> **Activity A**
Return the part of the Freedom review from "Music Reviews Amen" to "avoid the light.", copied word for word.
> **Activity B**
Summarize the Freedom review in two sentences.

> **Provided text**

Music Reviews Amen Dunes
Amen Dunes: Freedom

Throughout his career as Amen Dunes, Damon McMahon has existed just on the other side of clarity. He was, for years, the rising underground artist who sounds like he’s singing from around a corner, and who ducks into the shadows to avoid the light.

Musically, McMahon shrouded himself in noise and effects on his debut, 2009’s DIA, then gradually peeled back that shroud on 2011’s Through Donkey Jaw and 2014’s Love. That process brought Amen Dunes’ music forward into the light, but not necessarily McMahon: Even as Love’s songs shimmered, their creator stayed just below the surface, an indistinct form behind this promising work.

On Amen Dunes’ new album Freedom, McMahon finally shows himself fully, and the results are both charmingly raw and uncommonly lovely. His songs are captured cleanly and intimately, a credit to producer Chris Coady, known for his work with Beach House and Grizzly Bear, among others. His lyrics are more personal than ever before. He even put his own face on the cover for the first time—eyes averted, of course.

> **Stored data**
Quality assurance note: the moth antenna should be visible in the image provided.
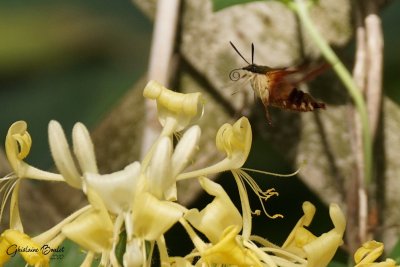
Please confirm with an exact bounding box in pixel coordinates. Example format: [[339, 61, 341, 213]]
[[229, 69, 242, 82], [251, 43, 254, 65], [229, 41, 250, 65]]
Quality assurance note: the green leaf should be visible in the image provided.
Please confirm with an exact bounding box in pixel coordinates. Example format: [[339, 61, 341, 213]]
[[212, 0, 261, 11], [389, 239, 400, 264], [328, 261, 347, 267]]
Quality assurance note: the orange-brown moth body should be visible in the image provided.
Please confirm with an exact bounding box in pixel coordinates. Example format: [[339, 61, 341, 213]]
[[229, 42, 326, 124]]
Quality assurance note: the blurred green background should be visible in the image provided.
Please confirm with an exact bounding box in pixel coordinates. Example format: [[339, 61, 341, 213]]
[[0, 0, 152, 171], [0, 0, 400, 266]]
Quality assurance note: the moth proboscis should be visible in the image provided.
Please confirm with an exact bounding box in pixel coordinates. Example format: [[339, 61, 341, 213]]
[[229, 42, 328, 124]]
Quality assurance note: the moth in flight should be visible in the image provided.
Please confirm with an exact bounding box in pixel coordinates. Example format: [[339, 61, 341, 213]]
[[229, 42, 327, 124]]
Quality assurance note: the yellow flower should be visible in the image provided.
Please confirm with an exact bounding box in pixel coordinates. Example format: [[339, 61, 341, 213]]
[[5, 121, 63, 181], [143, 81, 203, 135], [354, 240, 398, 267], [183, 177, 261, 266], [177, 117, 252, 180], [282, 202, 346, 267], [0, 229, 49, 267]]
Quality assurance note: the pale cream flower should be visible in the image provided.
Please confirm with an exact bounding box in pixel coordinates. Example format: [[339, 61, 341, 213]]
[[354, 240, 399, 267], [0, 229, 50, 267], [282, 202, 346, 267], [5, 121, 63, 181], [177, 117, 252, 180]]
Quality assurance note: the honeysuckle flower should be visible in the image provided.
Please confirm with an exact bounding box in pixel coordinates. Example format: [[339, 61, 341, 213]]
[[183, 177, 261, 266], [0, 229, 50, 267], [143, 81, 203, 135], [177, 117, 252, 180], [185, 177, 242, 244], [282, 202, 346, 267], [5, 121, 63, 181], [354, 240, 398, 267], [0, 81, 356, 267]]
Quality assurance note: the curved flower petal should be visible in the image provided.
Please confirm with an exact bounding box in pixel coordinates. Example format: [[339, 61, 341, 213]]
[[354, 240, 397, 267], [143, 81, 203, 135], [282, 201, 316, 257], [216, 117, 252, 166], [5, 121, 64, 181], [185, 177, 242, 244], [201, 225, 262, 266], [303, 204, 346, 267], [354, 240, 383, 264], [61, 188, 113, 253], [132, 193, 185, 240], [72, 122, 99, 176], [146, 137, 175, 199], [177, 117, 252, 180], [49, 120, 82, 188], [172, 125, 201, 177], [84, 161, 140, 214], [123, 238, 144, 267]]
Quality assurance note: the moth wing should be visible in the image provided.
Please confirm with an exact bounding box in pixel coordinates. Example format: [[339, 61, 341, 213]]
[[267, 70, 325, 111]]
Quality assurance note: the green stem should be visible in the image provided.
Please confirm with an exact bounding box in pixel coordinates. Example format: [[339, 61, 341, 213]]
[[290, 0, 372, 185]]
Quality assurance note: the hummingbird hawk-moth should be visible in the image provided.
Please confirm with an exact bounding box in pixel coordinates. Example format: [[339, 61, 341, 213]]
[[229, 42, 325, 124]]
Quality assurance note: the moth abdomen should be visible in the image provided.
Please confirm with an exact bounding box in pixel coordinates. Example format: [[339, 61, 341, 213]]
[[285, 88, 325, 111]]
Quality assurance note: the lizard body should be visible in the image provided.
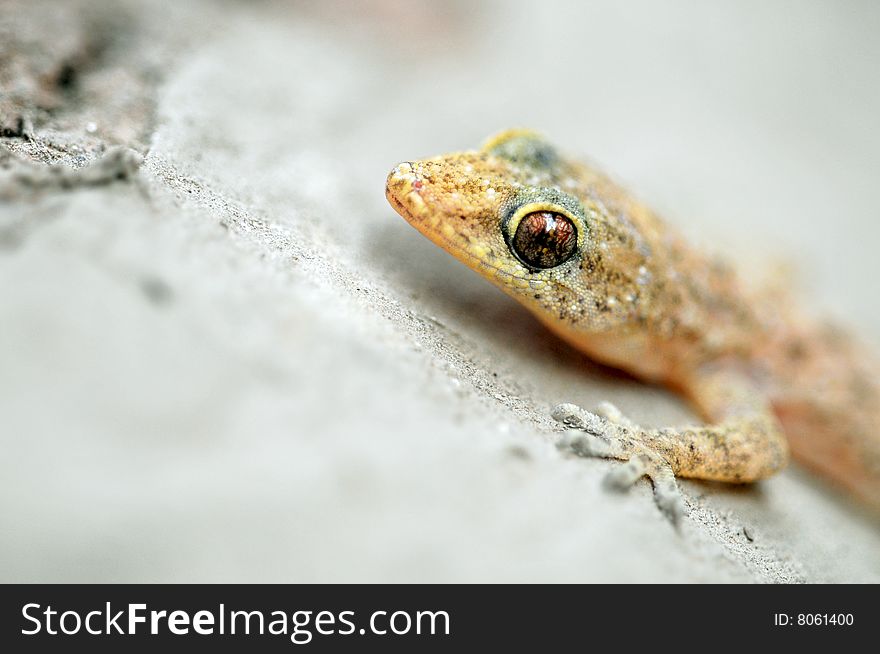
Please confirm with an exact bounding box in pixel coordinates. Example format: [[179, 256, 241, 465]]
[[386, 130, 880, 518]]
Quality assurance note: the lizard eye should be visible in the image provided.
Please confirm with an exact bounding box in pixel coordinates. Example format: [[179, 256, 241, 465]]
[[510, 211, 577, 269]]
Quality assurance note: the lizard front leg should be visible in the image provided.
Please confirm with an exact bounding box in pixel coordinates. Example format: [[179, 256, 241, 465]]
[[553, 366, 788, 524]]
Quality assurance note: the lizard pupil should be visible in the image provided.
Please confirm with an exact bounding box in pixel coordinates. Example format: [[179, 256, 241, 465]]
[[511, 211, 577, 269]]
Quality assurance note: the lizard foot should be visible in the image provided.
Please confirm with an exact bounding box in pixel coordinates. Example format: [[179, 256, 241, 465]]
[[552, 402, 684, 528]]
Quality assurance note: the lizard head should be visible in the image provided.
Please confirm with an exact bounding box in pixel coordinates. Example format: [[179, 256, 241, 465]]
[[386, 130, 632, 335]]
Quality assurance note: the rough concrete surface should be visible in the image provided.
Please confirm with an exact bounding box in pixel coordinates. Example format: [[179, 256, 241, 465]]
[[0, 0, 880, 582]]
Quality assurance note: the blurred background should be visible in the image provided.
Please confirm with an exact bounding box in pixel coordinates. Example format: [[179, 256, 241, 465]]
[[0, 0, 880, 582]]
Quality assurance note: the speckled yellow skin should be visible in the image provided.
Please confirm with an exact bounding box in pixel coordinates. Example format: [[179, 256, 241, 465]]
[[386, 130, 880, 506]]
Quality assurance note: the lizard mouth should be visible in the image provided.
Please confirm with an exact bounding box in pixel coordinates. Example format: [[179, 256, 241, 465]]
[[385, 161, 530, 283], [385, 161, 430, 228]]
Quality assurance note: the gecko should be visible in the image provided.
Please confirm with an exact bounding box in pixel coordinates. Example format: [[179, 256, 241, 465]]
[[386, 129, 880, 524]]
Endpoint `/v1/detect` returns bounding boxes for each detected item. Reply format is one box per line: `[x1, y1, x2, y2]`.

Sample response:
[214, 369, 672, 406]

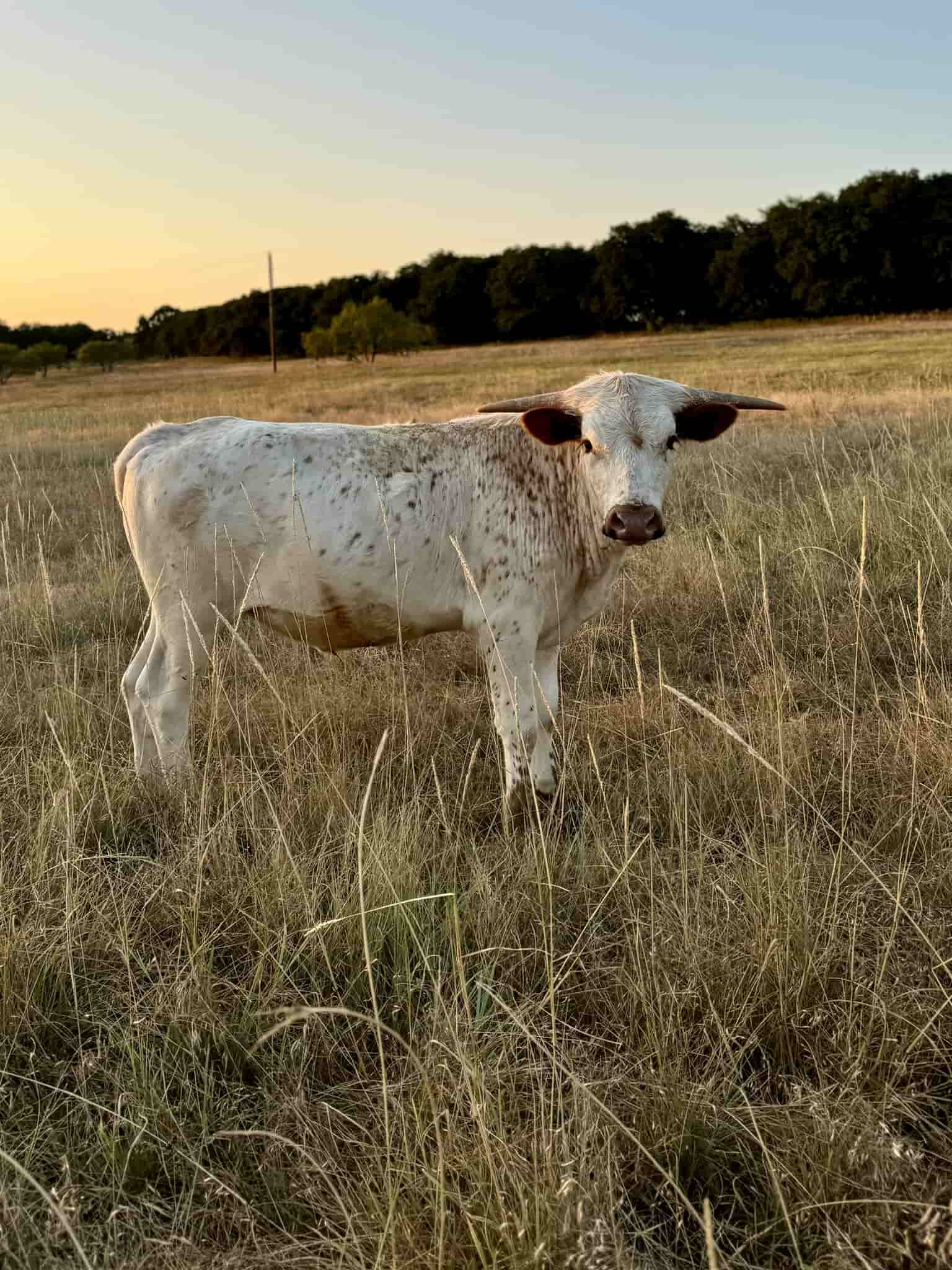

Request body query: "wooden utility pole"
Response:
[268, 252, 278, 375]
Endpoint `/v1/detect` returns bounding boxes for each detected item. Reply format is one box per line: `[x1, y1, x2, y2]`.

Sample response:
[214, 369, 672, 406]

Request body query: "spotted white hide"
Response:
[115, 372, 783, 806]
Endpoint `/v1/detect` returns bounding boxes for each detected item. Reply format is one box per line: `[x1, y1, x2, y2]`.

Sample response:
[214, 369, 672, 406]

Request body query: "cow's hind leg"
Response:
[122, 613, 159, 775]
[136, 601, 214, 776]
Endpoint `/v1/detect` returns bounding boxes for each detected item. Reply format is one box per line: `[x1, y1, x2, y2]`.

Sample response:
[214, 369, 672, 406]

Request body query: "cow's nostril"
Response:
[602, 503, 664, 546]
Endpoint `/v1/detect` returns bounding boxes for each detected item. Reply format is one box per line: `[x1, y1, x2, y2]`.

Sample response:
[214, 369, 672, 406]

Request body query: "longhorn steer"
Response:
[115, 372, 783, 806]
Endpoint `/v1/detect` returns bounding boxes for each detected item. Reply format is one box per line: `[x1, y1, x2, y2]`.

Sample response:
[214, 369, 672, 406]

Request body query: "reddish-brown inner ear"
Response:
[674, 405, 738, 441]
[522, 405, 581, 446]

...

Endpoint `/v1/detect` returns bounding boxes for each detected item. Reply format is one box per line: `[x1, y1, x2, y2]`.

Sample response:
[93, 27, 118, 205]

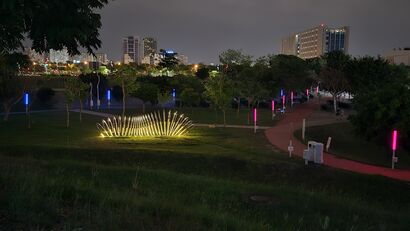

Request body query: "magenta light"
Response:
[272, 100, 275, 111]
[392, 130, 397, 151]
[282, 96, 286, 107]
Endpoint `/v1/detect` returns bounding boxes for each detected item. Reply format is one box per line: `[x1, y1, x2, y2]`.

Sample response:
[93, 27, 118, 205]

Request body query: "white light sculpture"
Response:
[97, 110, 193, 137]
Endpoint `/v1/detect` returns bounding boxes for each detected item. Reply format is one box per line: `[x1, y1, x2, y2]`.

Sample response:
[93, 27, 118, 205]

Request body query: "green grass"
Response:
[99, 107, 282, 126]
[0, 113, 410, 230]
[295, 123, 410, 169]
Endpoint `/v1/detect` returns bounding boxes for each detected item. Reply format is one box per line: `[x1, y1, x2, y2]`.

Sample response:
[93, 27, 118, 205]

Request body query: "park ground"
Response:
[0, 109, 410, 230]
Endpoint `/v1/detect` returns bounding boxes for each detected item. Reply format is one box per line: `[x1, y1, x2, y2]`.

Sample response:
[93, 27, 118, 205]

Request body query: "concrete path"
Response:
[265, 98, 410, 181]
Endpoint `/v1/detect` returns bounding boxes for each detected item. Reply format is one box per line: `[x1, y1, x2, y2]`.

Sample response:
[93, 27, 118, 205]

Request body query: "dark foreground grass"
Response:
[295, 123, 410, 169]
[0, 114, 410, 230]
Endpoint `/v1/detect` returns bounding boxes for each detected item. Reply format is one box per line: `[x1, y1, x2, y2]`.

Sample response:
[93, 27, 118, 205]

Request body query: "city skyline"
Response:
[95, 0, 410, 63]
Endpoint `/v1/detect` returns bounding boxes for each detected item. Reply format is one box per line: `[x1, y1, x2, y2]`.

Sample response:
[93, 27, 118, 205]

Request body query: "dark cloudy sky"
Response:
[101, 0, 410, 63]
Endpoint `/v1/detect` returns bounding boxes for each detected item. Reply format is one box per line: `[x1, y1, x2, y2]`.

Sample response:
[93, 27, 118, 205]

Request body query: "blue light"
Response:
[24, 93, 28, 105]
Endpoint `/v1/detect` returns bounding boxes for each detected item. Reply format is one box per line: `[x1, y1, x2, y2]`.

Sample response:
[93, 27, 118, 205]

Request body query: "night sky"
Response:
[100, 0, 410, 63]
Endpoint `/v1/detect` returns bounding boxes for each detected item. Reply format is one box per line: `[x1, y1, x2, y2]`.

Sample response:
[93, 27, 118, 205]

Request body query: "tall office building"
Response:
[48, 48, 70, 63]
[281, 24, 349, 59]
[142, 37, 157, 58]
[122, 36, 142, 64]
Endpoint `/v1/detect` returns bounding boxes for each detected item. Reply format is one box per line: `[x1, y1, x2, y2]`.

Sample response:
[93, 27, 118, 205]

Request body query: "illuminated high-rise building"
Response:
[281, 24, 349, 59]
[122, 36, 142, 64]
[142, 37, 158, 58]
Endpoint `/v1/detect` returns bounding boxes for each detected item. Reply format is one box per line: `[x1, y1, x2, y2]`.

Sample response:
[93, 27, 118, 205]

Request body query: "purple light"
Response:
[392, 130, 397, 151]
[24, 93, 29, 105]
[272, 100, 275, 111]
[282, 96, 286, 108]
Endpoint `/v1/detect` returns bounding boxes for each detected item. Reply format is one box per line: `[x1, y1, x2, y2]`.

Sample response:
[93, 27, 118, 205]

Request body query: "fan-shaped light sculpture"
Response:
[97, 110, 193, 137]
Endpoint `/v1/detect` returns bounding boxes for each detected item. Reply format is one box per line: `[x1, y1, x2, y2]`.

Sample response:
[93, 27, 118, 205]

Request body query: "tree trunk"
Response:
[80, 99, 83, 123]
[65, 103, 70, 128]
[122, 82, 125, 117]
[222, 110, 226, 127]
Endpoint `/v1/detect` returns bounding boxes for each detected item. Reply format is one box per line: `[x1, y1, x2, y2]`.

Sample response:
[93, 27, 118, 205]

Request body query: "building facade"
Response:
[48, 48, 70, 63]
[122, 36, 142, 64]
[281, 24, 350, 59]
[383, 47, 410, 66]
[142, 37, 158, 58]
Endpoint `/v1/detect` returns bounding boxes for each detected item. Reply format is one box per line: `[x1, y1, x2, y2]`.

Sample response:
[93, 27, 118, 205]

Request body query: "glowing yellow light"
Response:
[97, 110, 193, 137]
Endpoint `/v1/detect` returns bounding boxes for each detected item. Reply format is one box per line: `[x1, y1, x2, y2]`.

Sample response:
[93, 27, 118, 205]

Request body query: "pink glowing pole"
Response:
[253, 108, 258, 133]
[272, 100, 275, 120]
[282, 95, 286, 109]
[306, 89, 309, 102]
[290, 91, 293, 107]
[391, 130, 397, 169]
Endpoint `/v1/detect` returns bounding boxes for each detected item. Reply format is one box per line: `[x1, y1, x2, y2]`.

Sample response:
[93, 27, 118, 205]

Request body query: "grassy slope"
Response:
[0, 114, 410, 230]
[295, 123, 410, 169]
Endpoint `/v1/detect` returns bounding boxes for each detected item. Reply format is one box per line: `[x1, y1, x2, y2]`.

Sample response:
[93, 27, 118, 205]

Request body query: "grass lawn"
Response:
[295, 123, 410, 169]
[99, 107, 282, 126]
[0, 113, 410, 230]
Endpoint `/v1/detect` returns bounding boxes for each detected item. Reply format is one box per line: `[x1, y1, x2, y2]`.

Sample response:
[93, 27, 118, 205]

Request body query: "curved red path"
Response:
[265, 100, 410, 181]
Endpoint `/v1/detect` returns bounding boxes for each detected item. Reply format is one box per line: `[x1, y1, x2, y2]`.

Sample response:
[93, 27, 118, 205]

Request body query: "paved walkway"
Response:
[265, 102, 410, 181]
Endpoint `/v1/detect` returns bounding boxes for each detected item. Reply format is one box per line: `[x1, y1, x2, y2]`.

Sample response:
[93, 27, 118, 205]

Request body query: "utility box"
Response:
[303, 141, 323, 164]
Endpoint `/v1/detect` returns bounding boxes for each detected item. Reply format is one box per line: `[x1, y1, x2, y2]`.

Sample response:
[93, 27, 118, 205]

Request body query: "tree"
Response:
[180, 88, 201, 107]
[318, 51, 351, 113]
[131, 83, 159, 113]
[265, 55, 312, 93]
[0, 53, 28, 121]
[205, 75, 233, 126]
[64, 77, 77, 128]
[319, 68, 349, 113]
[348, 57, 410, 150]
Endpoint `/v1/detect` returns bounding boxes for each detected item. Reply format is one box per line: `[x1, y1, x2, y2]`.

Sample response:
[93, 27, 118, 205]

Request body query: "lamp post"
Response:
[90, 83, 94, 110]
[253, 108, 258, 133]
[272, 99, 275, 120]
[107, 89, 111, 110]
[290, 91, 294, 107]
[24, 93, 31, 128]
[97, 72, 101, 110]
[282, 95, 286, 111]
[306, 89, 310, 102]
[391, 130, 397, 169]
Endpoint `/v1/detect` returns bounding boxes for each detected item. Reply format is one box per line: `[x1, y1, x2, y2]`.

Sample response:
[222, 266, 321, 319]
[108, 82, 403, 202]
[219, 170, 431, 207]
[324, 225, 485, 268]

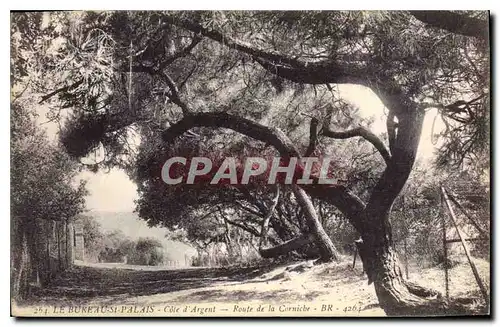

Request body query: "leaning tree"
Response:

> **Exercise solution A**
Music Reviews Amen Dunes
Amen Dunes: Freedom

Throughout his career as Amen Dunes, Damon McMahon has existed just on the other side of clarity. He was, for years, the rising underground artist who sounds like he’s singing from around a corner, and who ducks into the shadows to avoid the light.

> **Exercise solution B**
Damon McMahon of Amen Dunes shrouded himself in noise and effects on DIA, and he stayed an indistinct form even as Through Donkey Jaw and Love brought the music into the light. On the new album Freedom he finally shows himself fully, with charmingly raw and uncommonly lovely results: songs captured cleanly by producer Chris Coady, his most personal lyrics yet, and his own face on the cover for the first time.